— start of Provided data —

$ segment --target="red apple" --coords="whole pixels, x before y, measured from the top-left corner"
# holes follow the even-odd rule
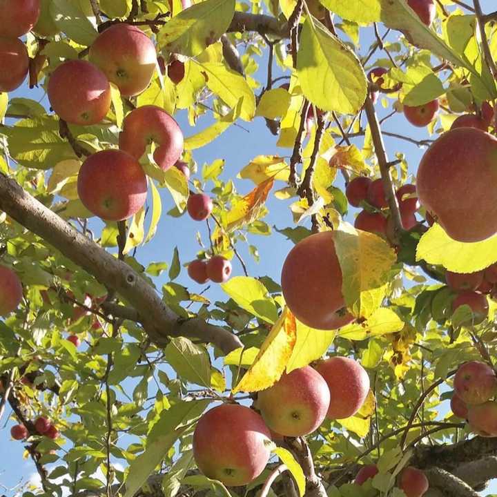
[[[6,316],[21,304],[23,288],[19,276],[5,266],[0,266],[0,316]]]
[[[28,69],[29,57],[24,43],[17,38],[0,37],[0,91],[18,88],[26,79]]]
[[[203,284],[208,281],[207,264],[205,261],[195,259],[188,266],[188,275],[193,281]]]
[[[215,283],[224,283],[231,275],[231,263],[222,255],[214,255],[207,261],[207,276]]]
[[[204,221],[213,210],[213,202],[205,193],[194,193],[188,197],[186,210],[190,217],[195,221]]]
[[[335,329],[350,322],[342,293],[342,270],[333,231],[311,235],[289,253],[281,284],[286,304],[304,324]]]
[[[284,373],[273,387],[257,394],[257,407],[270,429],[298,437],[316,430],[326,418],[330,391],[310,366]]]
[[[193,456],[207,477],[229,487],[247,485],[264,470],[271,433],[255,411],[223,404],[200,418],[193,433]]]
[[[157,145],[154,160],[164,170],[172,167],[183,152],[183,133],[176,121],[160,107],[143,106],[124,118],[119,148],[139,159],[152,142]]]
[[[64,62],[48,80],[48,99],[59,117],[72,124],[99,123],[110,108],[110,85],[90,62]]]
[[[496,157],[497,138],[458,128],[437,139],[421,159],[420,202],[456,240],[479,242],[497,233]]]
[[[439,106],[438,100],[432,100],[427,104],[413,107],[405,105],[404,115],[413,126],[423,128],[433,121],[438,112]]]
[[[129,154],[106,150],[83,163],[77,180],[78,195],[88,211],[101,219],[121,221],[143,206],[147,180],[143,169]]]
[[[123,23],[98,36],[90,48],[90,60],[119,88],[121,95],[133,97],[150,84],[157,54],[152,40],[142,30]]]
[[[333,357],[316,367],[329,388],[331,401],[327,416],[344,419],[353,416],[362,406],[369,391],[369,377],[356,361]]]
[[[470,405],[483,404],[497,393],[497,378],[494,369],[480,361],[461,364],[454,384],[458,397]]]
[[[30,31],[40,14],[40,0],[1,0],[0,37],[19,38]]]
[[[371,182],[369,177],[358,176],[347,184],[345,195],[351,206],[358,207],[366,199],[368,188]]]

— end of Provided data —

## [To do]
Reproduce all of the material above word for word, leaving out the pictures.

## [Solution to the exercise]
$ segment --target="red apple" --coords="whole pixels, x before y, measured from the top-left corner"
# holes follow the even-odd rule
[[[6,316],[21,304],[23,288],[19,276],[5,266],[0,266],[0,316]]]
[[[28,69],[29,57],[24,43],[17,38],[0,37],[0,91],[18,88],[26,79]]]
[[[203,284],[208,281],[207,264],[205,261],[195,259],[188,266],[188,275],[193,281]]]
[[[215,283],[224,283],[231,275],[231,263],[222,255],[214,255],[207,261],[207,276]]]
[[[204,221],[213,210],[213,202],[205,193],[194,193],[188,197],[186,210],[190,217],[195,221]]]
[[[335,329],[350,322],[342,293],[342,270],[333,231],[311,235],[289,253],[281,284],[286,304],[304,324]]]
[[[284,373],[273,387],[257,394],[257,407],[270,429],[298,437],[316,430],[326,418],[330,391],[310,366]]]
[[[193,456],[207,477],[229,487],[247,485],[264,470],[271,433],[255,411],[223,404],[200,418],[193,433]]]
[[[157,145],[154,160],[164,170],[172,167],[183,152],[183,133],[176,121],[160,107],[143,106],[124,118],[119,148],[139,159],[152,142]]]
[[[64,62],[48,80],[48,99],[59,117],[72,124],[99,123],[110,108],[110,85],[90,62]]]
[[[496,157],[497,138],[458,128],[437,139],[421,159],[420,202],[456,240],[479,242],[497,233]]]
[[[439,106],[438,100],[432,100],[427,104],[413,107],[405,105],[404,115],[413,126],[423,128],[433,121],[438,112]]]
[[[129,154],[106,150],[83,163],[77,180],[78,195],[88,211],[101,219],[121,221],[143,206],[147,180],[143,169]]]
[[[123,23],[98,36],[90,48],[90,60],[119,88],[121,95],[133,97],[150,84],[157,54],[152,40],[142,30]]]
[[[333,357],[316,367],[329,388],[331,401],[327,416],[344,419],[353,416],[362,406],[369,391],[369,377],[356,361]]]
[[[470,405],[483,404],[497,393],[497,378],[494,369],[480,361],[461,364],[454,384],[458,397]]]
[[[30,31],[40,14],[40,0],[1,0],[0,37],[19,38]]]
[[[371,182],[369,177],[358,176],[347,184],[345,195],[351,206],[358,207],[366,199],[368,188]]]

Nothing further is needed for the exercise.